What is needed>
Copy out the material below word for word, leaving the pictures out of your copy.

--- Begin ---

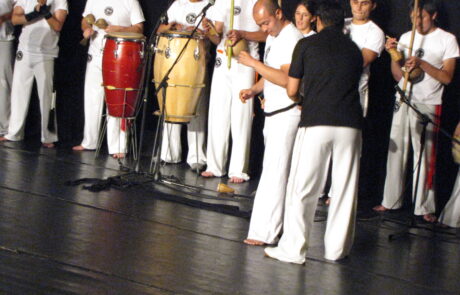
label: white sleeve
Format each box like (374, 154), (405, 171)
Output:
(363, 27), (385, 55)
(207, 0), (226, 22)
(442, 34), (460, 61)
(130, 0), (145, 25)
(83, 0), (93, 17)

--- End ---

Result of this exercise>
label: white sleeve
Format each box like (374, 154), (405, 171)
Output:
(363, 27), (385, 55)
(207, 0), (226, 22)
(442, 34), (460, 61)
(130, 0), (145, 25)
(83, 0), (93, 17)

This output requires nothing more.